**EXERCISE DIRECTIONS:**
Turn the items below into a numbered list, leaving out any blank lines.

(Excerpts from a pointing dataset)
#####
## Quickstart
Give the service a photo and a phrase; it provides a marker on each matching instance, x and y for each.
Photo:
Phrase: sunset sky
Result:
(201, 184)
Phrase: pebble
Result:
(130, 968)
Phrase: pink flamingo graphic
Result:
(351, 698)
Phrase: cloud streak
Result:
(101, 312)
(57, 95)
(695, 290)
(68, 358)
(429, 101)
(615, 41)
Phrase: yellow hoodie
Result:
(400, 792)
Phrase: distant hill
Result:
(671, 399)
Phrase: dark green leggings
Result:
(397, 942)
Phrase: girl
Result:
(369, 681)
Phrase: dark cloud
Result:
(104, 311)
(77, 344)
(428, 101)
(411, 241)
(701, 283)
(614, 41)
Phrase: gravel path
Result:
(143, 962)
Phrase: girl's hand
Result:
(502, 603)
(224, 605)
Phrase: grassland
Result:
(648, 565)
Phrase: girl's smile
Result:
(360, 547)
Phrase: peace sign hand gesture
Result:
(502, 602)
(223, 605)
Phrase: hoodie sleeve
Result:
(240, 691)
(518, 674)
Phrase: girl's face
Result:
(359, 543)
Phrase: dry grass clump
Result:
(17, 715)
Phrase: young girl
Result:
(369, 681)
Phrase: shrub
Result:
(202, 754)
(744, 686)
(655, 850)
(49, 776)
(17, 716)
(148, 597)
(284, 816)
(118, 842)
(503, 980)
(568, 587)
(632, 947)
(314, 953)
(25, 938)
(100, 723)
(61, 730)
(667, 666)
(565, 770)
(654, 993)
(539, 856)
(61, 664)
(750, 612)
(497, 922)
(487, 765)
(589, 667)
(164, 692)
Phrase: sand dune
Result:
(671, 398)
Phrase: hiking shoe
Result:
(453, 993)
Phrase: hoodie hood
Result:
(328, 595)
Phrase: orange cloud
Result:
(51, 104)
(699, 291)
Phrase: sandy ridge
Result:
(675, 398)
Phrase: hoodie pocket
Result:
#####
**REPLY TO THE EXERCISE:**
1. ## Quickstart
2. Give the service a photo and a phrase; it provides a marker on each matching instance, x and y for each.
3. Photo:
4. Phrase: sunset sky
5. Result:
6. (201, 184)
7. Phrase: pebble
8. Result:
9. (130, 968)
10. Phrase: pink flamingo graphic
11. Result:
12. (351, 698)
13. Phrase: cloud streak
14. Result:
15. (101, 312)
16. (57, 95)
17. (695, 290)
18. (68, 358)
19. (429, 101)
20. (615, 41)
21. Phrase: yellow hoodie
22. Result:
23. (400, 792)
24. Phrase: distant hill
25. Result:
26. (671, 399)
27. Phrase: dark green leggings
28. Result:
29. (397, 942)
30. Phrase: girl
31. Result:
32. (369, 681)
33. Phrase: dark cloud
34. Result:
35. (104, 311)
36. (77, 344)
37. (428, 101)
38. (411, 241)
39. (701, 283)
40. (614, 41)
41. Phrase: gravel path
42. Result:
43. (143, 962)
44. Phrase: girl's hand
45. Result:
46. (502, 603)
47. (224, 605)
48. Phrase: grassland
49. Result:
50. (648, 565)
51. Phrase: girl's smile
52. Result:
53. (360, 547)
54. Phrase: peace sign hand gesture
55. Result:
56. (502, 602)
57. (223, 605)
58. Phrase: hoodie sleeve
59. Result:
60. (240, 691)
61. (518, 674)
62. Phrase: girl's face
63. Result:
64. (359, 543)
65. Phrase: dry grass clump
66. Result:
67. (17, 715)
68. Phrase: young girl
69. Result:
70. (369, 681)
71. Phrase: shrub
72. Result:
73. (202, 754)
74. (744, 686)
75. (655, 850)
76. (49, 776)
77. (17, 716)
78. (148, 597)
79. (284, 816)
80. (118, 842)
81. (503, 980)
82. (568, 587)
83. (632, 947)
84. (314, 953)
85. (25, 938)
86. (100, 723)
87. (61, 730)
88. (667, 666)
89. (565, 770)
90. (654, 993)
91. (539, 856)
92. (61, 664)
93. (750, 612)
94. (497, 922)
95. (487, 765)
96. (589, 667)
97. (164, 692)
98. Phrase: sand dune
99. Result:
100. (671, 398)
101. Phrase: hiking shoe
102. Result:
103. (453, 993)
104. Phrase: hoodie hood
105. Result:
106. (328, 595)
107. Phrase: orange cloud
108. Result:
109. (51, 104)
110. (699, 291)
111. Phrase: sandy ridge
112. Result:
113. (675, 398)
114. Phrase: hoodie pocket
115. Result:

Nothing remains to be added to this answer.